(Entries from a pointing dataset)
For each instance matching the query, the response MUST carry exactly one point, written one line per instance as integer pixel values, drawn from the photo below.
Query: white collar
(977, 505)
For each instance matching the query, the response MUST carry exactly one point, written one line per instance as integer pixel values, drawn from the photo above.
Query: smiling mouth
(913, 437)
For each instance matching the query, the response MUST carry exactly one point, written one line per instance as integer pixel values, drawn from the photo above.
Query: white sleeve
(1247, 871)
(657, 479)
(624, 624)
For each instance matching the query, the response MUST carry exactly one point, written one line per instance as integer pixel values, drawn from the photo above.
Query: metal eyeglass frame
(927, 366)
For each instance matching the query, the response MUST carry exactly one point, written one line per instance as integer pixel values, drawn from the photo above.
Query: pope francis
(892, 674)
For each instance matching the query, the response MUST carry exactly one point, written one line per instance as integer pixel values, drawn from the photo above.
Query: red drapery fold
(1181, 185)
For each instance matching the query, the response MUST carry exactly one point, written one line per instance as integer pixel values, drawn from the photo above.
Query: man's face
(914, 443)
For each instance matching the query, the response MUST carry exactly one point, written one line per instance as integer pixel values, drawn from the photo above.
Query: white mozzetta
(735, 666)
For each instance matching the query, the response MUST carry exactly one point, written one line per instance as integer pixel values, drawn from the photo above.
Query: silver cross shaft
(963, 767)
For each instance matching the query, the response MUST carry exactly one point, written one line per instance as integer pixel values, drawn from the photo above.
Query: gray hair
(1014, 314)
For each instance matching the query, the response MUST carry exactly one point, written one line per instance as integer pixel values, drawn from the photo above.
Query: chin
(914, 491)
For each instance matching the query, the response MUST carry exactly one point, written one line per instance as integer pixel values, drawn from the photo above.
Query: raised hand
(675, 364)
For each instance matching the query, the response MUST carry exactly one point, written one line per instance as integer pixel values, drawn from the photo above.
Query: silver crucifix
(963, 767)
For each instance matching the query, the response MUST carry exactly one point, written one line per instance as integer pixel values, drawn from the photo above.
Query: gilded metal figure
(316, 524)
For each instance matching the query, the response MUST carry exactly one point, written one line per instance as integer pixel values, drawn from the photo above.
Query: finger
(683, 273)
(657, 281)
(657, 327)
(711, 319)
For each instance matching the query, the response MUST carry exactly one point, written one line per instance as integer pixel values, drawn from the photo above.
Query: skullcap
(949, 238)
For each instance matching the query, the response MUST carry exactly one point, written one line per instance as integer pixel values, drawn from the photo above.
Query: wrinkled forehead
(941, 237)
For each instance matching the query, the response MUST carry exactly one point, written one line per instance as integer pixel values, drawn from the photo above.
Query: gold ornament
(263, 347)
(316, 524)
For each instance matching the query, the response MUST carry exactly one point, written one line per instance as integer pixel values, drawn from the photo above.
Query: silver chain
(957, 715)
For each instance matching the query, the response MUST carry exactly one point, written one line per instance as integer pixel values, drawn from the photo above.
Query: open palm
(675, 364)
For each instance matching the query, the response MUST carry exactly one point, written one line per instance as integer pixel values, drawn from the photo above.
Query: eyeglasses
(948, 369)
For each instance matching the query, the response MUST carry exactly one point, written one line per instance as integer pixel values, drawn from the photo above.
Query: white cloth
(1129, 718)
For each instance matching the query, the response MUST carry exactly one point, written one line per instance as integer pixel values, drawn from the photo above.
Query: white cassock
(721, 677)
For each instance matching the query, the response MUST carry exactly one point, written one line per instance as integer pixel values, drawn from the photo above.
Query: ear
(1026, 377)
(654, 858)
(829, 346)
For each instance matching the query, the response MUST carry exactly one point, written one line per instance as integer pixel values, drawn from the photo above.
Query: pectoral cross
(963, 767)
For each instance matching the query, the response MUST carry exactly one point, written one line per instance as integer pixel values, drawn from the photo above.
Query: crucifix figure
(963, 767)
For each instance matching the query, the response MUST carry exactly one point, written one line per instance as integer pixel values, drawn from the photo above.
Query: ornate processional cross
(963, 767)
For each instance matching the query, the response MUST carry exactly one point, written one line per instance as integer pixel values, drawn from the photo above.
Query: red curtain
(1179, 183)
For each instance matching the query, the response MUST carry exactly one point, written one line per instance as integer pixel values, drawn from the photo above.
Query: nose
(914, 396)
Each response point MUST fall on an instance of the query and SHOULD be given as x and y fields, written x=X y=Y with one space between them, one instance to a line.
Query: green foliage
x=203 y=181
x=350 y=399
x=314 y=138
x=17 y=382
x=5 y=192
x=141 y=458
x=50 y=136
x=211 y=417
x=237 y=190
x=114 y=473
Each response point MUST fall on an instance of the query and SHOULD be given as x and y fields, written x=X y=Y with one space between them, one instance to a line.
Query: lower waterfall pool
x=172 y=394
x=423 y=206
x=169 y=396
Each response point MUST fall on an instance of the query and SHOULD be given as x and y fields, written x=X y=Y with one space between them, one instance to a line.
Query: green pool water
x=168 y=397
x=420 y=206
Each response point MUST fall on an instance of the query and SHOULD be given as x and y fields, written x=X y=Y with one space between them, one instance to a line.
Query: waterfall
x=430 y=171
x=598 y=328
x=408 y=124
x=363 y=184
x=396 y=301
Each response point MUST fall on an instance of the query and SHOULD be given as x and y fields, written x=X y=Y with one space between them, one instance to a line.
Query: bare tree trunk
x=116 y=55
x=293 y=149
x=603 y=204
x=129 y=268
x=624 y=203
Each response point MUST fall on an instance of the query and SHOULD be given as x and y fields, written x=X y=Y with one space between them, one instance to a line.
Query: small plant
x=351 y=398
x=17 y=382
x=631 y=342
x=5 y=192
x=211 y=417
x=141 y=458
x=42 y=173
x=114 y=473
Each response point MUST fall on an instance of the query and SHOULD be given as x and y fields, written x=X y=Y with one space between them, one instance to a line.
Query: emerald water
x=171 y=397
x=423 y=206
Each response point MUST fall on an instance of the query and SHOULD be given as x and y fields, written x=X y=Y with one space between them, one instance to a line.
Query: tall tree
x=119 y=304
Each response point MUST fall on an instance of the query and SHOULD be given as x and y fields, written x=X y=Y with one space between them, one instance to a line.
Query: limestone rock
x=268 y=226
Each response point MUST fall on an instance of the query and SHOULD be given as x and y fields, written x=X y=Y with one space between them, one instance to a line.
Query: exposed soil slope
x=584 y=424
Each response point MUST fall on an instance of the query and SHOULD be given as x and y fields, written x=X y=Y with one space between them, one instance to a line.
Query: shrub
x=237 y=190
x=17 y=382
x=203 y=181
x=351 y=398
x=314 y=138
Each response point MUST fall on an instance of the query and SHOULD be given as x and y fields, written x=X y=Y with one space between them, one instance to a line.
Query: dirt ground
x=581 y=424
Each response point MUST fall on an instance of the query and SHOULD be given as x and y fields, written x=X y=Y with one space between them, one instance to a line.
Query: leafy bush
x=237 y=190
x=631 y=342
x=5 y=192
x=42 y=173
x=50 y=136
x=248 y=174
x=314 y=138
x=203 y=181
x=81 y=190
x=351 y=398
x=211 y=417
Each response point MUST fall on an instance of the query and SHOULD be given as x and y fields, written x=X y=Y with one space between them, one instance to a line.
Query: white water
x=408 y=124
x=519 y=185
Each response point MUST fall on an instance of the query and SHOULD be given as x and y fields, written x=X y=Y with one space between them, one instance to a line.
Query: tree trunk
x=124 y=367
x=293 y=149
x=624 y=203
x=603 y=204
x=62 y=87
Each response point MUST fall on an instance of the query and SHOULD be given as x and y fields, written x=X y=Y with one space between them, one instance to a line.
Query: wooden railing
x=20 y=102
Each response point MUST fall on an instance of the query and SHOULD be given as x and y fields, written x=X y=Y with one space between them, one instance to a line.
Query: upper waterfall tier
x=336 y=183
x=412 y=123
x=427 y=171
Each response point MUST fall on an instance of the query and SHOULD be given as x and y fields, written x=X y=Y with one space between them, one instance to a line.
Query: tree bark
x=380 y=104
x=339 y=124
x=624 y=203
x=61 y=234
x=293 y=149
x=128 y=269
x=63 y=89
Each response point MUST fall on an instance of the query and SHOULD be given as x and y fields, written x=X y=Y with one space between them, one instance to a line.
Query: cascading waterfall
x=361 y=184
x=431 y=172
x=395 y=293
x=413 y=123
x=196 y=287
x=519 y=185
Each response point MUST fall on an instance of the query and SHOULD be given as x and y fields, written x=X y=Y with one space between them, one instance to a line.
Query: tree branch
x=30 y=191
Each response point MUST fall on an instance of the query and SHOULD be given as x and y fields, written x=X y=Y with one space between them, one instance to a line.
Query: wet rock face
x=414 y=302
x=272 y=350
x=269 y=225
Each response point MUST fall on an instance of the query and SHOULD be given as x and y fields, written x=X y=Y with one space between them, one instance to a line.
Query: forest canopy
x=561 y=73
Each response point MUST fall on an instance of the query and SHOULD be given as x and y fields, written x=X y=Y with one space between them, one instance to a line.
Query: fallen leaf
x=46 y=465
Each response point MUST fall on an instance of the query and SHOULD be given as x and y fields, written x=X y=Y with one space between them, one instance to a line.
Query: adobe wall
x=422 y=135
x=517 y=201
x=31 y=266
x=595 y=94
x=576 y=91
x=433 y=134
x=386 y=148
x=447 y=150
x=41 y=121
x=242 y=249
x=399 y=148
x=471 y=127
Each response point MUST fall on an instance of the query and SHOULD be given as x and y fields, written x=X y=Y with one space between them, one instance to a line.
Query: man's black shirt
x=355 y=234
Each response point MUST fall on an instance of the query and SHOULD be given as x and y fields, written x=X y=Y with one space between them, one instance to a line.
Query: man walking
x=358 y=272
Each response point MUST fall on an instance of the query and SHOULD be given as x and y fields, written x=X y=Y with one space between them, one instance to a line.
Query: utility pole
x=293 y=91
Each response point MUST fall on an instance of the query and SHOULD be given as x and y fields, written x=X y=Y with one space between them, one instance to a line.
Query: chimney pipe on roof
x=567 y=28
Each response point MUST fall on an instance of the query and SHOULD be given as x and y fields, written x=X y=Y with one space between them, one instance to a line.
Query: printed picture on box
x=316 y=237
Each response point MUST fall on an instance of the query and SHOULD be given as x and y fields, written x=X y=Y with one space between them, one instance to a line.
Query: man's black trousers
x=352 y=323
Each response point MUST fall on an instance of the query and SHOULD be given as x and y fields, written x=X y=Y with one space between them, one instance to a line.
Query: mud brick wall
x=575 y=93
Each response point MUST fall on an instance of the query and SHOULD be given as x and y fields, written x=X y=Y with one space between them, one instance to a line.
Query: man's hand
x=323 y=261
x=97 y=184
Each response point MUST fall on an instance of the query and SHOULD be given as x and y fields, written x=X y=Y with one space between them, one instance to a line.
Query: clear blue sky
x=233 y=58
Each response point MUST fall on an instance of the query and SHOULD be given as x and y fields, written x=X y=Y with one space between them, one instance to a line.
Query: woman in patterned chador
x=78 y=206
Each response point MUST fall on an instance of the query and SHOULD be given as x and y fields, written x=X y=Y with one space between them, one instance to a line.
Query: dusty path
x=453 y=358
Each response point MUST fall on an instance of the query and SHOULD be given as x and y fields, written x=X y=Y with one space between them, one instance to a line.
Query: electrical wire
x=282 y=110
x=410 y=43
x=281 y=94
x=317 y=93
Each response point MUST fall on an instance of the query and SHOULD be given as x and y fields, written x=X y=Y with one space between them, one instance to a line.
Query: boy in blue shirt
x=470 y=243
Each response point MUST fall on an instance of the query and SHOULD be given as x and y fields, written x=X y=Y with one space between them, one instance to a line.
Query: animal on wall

▶ WHAT THE EXERCISE ASKS: Filter the items above, copying every line that contains the string "black". Matching is case-sensitive.

▶ THE ANSWER:
Query: man's black shirt
Query: man's black trousers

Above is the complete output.